- [TEXT SEGMENT]:
● ● ● ● ● ● ●

Shirky notes one “professional” organisation which attempted to reclaim its previous status. This was a French bus company that sued three of its former customers when they decided to try carsharing… p78
The talk about professions and scarcity is interesting since it has direct relevance to the de-professionalization of ministry and the rising ecology of collaborative ministry. Now that most people can have access to theological learning and knowledge – and even to training or supervision – where is the distinction between lay and professional in the church? The concept of “setting aside” remains helpful in some form – but for a smaller and smaller range of activities…
Chapter 4: Publish, then filter
“The media landscape is transformed, because personal communication and publishing, previously separate functions, now shade into one another. One result is to break the older pattern of professional filtering of the good from the mediocre before publication; now such filtering is increasingly social, and happens after the fact.” P81
In this chapter Shirky discusses the issue of the ease with which user generated content can be produced. He establishes a distinction between material produced for public consumption and personal messages uttered in public spaces.
“In this world the private register suffers – those of us who grew up with a strong separation between communication and broadcast media have a hard time…” p89
He also discusses the problem of fame, ie the more people you could interact with, the less you are likely to do so. “The web makes interactivity technologically possible, but what technology giveth, social factors take away… Fame is simply an imbalance between inbound and outbound attention… Though the possibility of two-way links is profoundly good, it is not a cure-all. On the Web interactivity has no technological limits, but it does have cognitive limits…” p 91
“Whether Oprah wants to talk to each and every member of her audience is irrelevant: Oprah can’t talk to even a fraction of her audience, ever, because she is famous…” p 92 “Egalitarianism is possible only in small social systems…” p 93
For many of us, dealing with emails is a similar issue – many small messages come in – but how many are we capable of returning? (see illustration on p 94-5)
Filtering is crucial, but it is no longer done by professionals before publication.
Shirky concludes that the internet can’t be compared to broadcast media.

● ● ● ● ● ● ●

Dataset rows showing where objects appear
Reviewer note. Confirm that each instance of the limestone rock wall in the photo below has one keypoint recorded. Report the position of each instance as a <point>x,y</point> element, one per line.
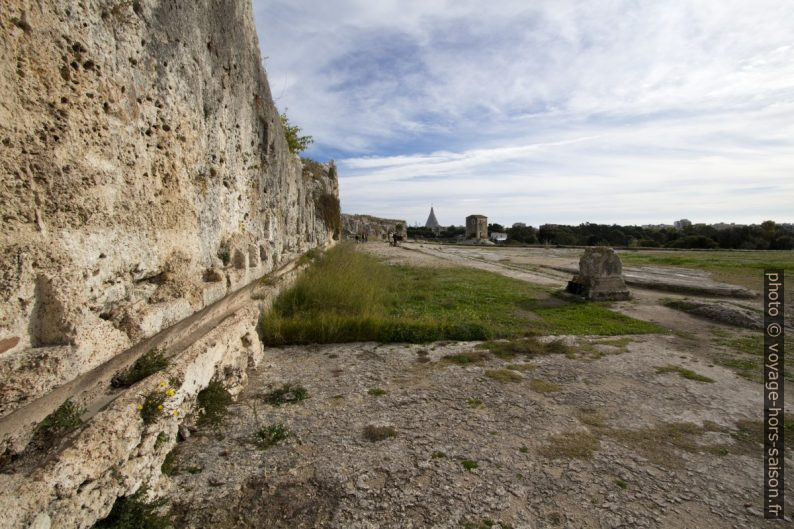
<point>143,175</point>
<point>376,228</point>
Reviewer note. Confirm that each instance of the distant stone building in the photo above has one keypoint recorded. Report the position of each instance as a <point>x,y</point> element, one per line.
<point>374,228</point>
<point>432,222</point>
<point>477,227</point>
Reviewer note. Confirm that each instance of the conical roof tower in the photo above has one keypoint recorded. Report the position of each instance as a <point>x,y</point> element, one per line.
<point>432,222</point>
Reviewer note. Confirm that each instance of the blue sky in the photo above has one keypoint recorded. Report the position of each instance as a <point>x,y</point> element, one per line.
<point>558,111</point>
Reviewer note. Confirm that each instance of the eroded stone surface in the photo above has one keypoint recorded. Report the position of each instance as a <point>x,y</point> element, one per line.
<point>143,175</point>
<point>600,276</point>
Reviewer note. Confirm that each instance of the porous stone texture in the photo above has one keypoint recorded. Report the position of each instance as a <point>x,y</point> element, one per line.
<point>373,227</point>
<point>143,175</point>
<point>477,227</point>
<point>600,276</point>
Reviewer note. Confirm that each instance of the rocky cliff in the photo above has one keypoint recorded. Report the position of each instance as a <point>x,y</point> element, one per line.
<point>144,177</point>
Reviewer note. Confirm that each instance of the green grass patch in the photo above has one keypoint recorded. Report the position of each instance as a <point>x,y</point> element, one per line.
<point>543,386</point>
<point>504,375</point>
<point>287,394</point>
<point>350,296</point>
<point>271,435</point>
<point>743,268</point>
<point>465,358</point>
<point>595,318</point>
<point>212,402</point>
<point>684,372</point>
<point>148,364</point>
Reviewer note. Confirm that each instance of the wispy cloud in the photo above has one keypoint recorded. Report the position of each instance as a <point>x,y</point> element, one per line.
<point>558,111</point>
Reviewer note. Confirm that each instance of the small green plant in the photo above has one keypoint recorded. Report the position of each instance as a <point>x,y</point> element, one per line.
<point>162,438</point>
<point>148,364</point>
<point>296,143</point>
<point>504,375</point>
<point>543,386</point>
<point>212,402</point>
<point>685,373</point>
<point>475,403</point>
<point>469,464</point>
<point>135,512</point>
<point>268,436</point>
<point>152,407</point>
<point>169,466</point>
<point>378,433</point>
<point>287,394</point>
<point>62,420</point>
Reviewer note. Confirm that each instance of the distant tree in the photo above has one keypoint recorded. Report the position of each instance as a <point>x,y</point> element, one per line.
<point>296,143</point>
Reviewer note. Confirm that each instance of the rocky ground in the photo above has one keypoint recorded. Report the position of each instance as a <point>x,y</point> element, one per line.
<point>406,436</point>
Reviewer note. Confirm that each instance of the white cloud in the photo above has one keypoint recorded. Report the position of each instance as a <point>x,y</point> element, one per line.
<point>555,111</point>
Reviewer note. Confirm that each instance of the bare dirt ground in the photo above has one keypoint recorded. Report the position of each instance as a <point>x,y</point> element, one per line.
<point>599,438</point>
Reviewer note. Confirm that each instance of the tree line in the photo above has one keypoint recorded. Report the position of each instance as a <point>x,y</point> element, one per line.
<point>765,236</point>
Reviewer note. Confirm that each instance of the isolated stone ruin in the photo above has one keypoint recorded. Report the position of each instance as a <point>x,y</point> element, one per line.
<point>477,227</point>
<point>600,276</point>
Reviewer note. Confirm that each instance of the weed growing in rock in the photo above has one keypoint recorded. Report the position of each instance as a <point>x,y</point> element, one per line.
<point>162,438</point>
<point>685,373</point>
<point>212,402</point>
<point>475,403</point>
<point>469,464</point>
<point>287,394</point>
<point>148,364</point>
<point>267,436</point>
<point>169,466</point>
<point>152,407</point>
<point>62,420</point>
<point>378,433</point>
<point>135,512</point>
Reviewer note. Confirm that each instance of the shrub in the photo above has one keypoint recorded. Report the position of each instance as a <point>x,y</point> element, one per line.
<point>295,141</point>
<point>148,364</point>
<point>213,401</point>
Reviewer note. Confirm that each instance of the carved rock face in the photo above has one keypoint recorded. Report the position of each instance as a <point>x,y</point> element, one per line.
<point>600,276</point>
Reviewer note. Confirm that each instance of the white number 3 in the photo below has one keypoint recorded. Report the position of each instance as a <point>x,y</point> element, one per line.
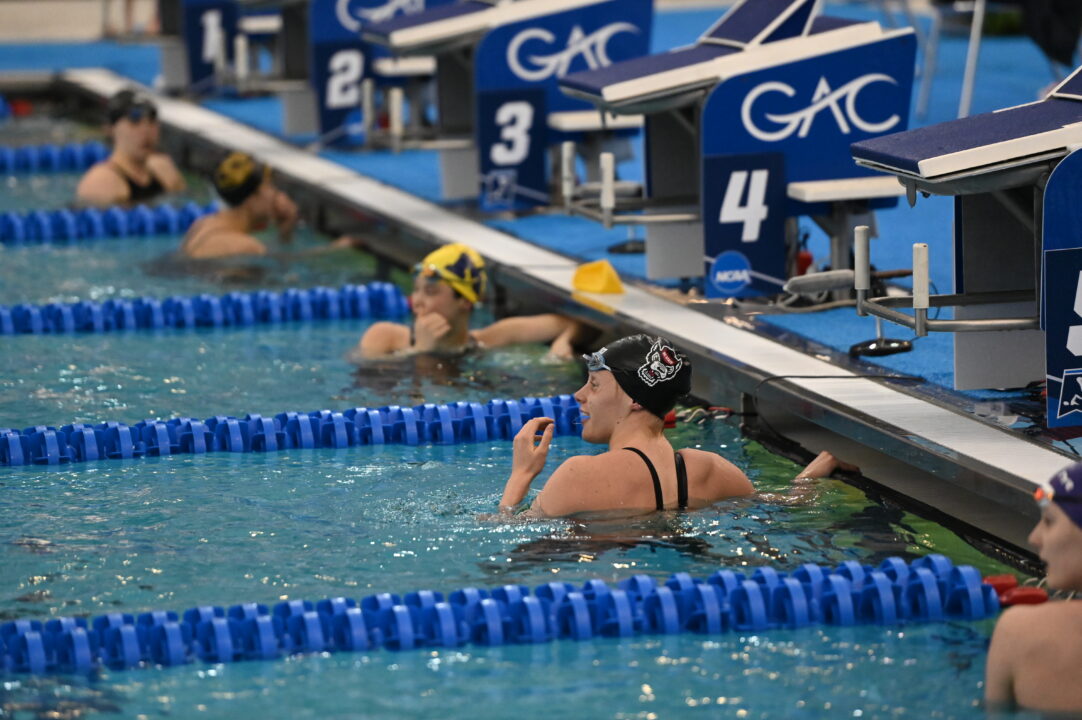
<point>516,119</point>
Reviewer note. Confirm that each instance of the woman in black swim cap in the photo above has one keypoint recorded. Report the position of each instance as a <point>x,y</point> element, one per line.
<point>633,383</point>
<point>136,171</point>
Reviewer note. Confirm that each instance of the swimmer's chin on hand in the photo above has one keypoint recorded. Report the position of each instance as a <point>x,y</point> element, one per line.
<point>529,457</point>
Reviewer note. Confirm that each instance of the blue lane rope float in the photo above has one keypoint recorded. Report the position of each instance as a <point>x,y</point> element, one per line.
<point>927,590</point>
<point>439,424</point>
<point>71,157</point>
<point>374,300</point>
<point>66,226</point>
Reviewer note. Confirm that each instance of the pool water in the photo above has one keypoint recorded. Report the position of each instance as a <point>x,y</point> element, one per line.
<point>176,532</point>
<point>173,533</point>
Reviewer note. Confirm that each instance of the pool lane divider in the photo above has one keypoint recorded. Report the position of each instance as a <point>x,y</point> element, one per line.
<point>438,424</point>
<point>69,157</point>
<point>927,590</point>
<point>64,226</point>
<point>374,300</point>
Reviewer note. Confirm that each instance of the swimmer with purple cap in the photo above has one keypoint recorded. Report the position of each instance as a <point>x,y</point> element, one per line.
<point>631,387</point>
<point>1037,650</point>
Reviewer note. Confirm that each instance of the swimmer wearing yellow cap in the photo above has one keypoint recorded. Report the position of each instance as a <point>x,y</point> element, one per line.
<point>447,286</point>
<point>136,170</point>
<point>252,204</point>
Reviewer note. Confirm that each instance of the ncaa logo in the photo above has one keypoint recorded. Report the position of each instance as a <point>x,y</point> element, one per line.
<point>592,48</point>
<point>730,272</point>
<point>841,104</point>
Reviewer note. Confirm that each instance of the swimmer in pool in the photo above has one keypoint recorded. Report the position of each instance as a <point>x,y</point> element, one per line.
<point>449,283</point>
<point>252,204</point>
<point>135,171</point>
<point>632,383</point>
<point>1037,650</point>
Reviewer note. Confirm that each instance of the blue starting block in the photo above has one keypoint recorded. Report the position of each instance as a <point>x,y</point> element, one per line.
<point>497,72</point>
<point>1017,259</point>
<point>747,130</point>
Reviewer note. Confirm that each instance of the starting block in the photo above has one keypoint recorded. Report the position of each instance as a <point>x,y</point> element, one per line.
<point>497,67</point>
<point>746,130</point>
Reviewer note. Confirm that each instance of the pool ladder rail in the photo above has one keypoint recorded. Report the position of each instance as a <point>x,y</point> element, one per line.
<point>372,301</point>
<point>927,590</point>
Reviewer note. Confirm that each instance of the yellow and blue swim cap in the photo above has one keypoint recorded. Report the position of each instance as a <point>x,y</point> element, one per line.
<point>238,177</point>
<point>460,266</point>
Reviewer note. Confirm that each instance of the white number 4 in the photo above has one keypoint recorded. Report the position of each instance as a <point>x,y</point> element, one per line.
<point>343,87</point>
<point>516,119</point>
<point>1074,332</point>
<point>754,212</point>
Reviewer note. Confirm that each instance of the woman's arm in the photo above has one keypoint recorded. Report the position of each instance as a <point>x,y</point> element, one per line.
<point>999,672</point>
<point>527,328</point>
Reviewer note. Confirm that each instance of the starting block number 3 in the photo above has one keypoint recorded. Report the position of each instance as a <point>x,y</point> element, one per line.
<point>515,120</point>
<point>754,211</point>
<point>343,86</point>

● ● ● ● ● ● ●

- [EXERCISE INSTRUCTIONS]:
[1] Repeat the part of the Shirky notes between "Filtering is crucial, but" and "to broadcast media.", inclusive.
[2] Does each statement agree with the Shirky notes? Answer yes or no, and quote the words that decide it.
(a) A French bus company sued three of its former customers for trying carsharing.
(b) Filtering is still done mainly by professionals before publication.
(c) Shirky concludes that the internet can be compared to broadcast media.

- [SOLUTIONS TO THE TASKS]:
[1]
Filtering is crucial, but it is no longer done by professionals before publication.
Shirky concludes that the internet can’t be compared to broadcast media.

[2]
(a) Yes: "sued three of its former customers when they decided to try carsharing"
(b) No: "Filtering is crucial, but it is no longer done by professionals before publication."
(c) No: "Shirky concludes that the internet can’t be compared to broadcast media."